• Task prompt:
Copy the part of the interview that begins with the words "Stuart: Ziporah, hello, and" and ends with "up the dustpan.", substituting "broom" for "dustpan".

• Text provided:
Meet The Winners – Ziporah Hildebrandt

Next in this year’s interview series, say hello to Ziporah Hildebrandt, who joins us from Hollywood during her workshop week.https://i2.wp.com/galaxypress.com/wp-content/uploads/2017/04/170402_ZiporahH_onstage_03C4885-1.jpg?resize=847%2C566

Stuart: Ziporah, hello, and welcome to the Writers of the Future family!

Ziporah: Hi Stuart, thanks for inviting me to visit.

Stuart: To start us off, what can you tell me about yourself that would surprise your friends?

Ziporah: Well, I don’t know about friends, but I have a Post-it with “Surprise!” written on it that I move around the house to make my husband laugh when he opens a drawer or picks up the dustpan.

Stuart: (Laughs)

Ziporah: I grow heirloom garlic, breed tree peonies, and dye silk with homemade plant dyes from my garden, using traditional Japanese shibori methods as well as my own designs. I also like to take photos of flowers and ice and clouds.

Stuart: Neat!

Collection entries
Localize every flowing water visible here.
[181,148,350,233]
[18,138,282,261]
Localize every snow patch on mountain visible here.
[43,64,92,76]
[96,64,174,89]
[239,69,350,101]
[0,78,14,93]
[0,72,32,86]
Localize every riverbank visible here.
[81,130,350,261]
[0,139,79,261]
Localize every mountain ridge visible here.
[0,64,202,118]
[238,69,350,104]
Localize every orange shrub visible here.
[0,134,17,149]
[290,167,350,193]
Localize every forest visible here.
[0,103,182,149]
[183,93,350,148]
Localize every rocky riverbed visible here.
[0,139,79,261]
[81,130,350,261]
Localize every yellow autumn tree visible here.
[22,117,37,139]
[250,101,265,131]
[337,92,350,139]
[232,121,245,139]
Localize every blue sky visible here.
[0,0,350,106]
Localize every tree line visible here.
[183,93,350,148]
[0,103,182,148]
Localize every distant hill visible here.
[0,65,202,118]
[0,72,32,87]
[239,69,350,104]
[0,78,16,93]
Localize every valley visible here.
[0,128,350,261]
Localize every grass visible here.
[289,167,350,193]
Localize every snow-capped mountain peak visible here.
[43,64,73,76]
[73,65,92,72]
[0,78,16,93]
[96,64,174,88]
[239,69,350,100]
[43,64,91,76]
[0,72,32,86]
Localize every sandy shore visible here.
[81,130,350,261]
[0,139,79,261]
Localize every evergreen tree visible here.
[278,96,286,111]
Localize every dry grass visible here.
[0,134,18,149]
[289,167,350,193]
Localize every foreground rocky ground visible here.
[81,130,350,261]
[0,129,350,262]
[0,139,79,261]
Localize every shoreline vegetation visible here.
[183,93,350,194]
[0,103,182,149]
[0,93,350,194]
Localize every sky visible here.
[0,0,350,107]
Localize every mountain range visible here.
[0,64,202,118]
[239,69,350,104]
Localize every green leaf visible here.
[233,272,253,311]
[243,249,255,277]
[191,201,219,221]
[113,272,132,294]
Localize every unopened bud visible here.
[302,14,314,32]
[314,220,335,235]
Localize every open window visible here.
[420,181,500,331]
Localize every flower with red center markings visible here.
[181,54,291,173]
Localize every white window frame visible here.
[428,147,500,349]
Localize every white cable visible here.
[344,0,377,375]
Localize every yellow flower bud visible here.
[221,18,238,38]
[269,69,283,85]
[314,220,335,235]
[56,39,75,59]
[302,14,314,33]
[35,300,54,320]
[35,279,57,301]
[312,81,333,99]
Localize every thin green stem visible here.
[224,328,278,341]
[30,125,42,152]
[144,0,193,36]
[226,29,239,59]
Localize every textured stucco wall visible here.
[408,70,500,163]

• Task answer:
Stuart: Ziporah, hello, and welcome to the Writers of the Future family!

Ziporah: Hi Stuart, thanks for inviting me to visit.

Stuart: To start us off, what can you tell me about yourself that would surprise your friends?

Ziporah: Well, I don’t know about friends, but I have a Post-it with “Surprise!” written on it that I move around the house to make my husband laugh when he opens a drawer or picks up the broom.